[Dataset records]

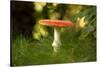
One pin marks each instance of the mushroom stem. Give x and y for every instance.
(56, 42)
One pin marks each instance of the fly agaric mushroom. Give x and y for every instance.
(57, 24)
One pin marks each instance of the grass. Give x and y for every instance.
(26, 51)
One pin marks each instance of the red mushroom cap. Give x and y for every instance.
(56, 23)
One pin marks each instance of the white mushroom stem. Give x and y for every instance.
(56, 43)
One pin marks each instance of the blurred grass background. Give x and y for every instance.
(78, 43)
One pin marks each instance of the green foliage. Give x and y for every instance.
(26, 51)
(78, 44)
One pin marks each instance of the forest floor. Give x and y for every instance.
(26, 51)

■ **PROBLEM**
Update the records from the line containing "One pin marks each instance of the grass." through the end of the records, inclusive, by replacing "mushroom" with "toadstool" and changing nothing else. Return only those lines.

■ **FULL ANSWER**
One pin marks each instance of the grass. Give x and y for every instance.
(26, 51)
One pin marks each instance of the red toadstool cap. Give x and y for every instance.
(56, 23)
One pin marks each instance of the white toadstool stem. Give x and y for every instance.
(56, 43)
One pin marks each instance of the blurred grass background. Give x and y for every instance.
(78, 43)
One pin marks each instance of the green foliage. Give x and y for every instance.
(26, 51)
(78, 44)
One pin marks each instance of the forest floor. Give x and y for every instance.
(26, 51)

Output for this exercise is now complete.